WHAT TO WORK ON: Reproduce verbatim the part of the rows below that opens with the line containing "subject: tree trunk" and closes with the final line of the rows.

Collection entries:
____

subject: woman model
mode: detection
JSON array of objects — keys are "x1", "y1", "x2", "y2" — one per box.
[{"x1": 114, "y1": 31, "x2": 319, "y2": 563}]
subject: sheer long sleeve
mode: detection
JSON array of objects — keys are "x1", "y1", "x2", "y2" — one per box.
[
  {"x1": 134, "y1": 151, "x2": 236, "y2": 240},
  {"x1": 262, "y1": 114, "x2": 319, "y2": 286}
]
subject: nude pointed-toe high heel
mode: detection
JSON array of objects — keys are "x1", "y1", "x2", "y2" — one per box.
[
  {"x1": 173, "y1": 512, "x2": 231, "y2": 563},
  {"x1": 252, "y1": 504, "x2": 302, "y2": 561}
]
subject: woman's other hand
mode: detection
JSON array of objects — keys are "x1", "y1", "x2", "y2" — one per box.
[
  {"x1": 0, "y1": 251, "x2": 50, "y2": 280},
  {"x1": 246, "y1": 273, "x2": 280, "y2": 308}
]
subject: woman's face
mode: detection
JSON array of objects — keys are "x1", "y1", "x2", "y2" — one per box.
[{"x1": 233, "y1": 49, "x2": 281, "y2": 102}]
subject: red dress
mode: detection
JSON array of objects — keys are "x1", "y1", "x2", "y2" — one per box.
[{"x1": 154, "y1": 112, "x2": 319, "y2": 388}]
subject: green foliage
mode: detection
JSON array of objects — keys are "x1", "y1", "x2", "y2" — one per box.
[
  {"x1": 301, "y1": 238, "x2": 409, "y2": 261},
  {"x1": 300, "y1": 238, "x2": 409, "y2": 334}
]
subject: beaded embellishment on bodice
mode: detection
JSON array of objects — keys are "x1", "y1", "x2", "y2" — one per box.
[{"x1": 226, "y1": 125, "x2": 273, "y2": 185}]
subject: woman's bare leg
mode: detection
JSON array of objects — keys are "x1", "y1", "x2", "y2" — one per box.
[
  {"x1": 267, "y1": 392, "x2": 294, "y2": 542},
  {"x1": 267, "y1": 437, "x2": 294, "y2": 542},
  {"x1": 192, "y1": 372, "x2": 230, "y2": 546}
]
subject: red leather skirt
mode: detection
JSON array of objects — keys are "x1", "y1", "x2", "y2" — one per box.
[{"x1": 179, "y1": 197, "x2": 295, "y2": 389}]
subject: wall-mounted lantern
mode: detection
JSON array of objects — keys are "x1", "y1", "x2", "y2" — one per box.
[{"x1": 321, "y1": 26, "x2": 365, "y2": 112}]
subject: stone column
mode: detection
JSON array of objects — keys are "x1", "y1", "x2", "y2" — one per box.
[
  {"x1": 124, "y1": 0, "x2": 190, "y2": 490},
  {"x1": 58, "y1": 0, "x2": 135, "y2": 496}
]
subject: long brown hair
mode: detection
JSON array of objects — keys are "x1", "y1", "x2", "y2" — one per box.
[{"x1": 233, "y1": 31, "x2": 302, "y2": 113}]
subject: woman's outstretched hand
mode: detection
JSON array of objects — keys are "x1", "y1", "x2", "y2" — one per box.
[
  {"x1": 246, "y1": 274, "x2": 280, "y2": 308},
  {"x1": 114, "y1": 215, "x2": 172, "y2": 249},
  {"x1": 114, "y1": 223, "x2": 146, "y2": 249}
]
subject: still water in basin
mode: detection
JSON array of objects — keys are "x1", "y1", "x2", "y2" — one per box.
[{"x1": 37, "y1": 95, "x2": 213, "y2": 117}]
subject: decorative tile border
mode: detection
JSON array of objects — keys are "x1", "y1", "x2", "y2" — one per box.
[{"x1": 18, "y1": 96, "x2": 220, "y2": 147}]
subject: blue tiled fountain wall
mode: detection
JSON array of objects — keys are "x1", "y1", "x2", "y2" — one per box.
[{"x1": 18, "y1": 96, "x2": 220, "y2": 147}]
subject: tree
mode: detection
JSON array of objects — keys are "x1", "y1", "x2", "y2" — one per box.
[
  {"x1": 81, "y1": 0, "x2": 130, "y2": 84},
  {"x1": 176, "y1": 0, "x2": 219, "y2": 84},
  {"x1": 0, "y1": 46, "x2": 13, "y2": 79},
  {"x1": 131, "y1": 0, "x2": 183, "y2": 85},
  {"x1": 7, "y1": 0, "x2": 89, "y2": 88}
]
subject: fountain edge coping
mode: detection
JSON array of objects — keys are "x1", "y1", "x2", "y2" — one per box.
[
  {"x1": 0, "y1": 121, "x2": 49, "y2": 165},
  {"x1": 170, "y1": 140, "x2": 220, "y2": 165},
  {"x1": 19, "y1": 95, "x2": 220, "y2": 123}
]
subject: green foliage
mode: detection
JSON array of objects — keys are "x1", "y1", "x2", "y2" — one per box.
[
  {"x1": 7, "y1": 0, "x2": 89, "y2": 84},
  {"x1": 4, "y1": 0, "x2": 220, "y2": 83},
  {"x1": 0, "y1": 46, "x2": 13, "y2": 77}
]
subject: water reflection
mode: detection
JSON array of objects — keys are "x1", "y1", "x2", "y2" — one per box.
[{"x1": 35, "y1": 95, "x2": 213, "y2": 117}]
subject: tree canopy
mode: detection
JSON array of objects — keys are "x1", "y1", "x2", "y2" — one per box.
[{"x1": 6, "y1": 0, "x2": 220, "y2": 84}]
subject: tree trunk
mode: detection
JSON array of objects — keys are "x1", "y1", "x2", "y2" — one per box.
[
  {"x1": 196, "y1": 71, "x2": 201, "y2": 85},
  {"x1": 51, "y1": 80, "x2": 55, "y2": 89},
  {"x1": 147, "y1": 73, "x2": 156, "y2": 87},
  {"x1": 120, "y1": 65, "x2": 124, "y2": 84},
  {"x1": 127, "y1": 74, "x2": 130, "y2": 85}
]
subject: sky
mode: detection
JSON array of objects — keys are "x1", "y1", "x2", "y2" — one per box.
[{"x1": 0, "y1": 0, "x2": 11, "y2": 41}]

____

WRITTEN RESPONSE:
subject: tree trunk
mode: detection
JSON array of objects — keys are "x1", "y1", "x2", "y2" — one per box.
[
  {"x1": 196, "y1": 71, "x2": 201, "y2": 85},
  {"x1": 51, "y1": 80, "x2": 55, "y2": 89},
  {"x1": 147, "y1": 73, "x2": 156, "y2": 87},
  {"x1": 120, "y1": 65, "x2": 124, "y2": 84},
  {"x1": 127, "y1": 74, "x2": 130, "y2": 85}
]
subject: sky
mode: detection
JSON array of objects — keys are "x1", "y1", "x2", "y2" — one per box.
[{"x1": 0, "y1": 0, "x2": 11, "y2": 41}]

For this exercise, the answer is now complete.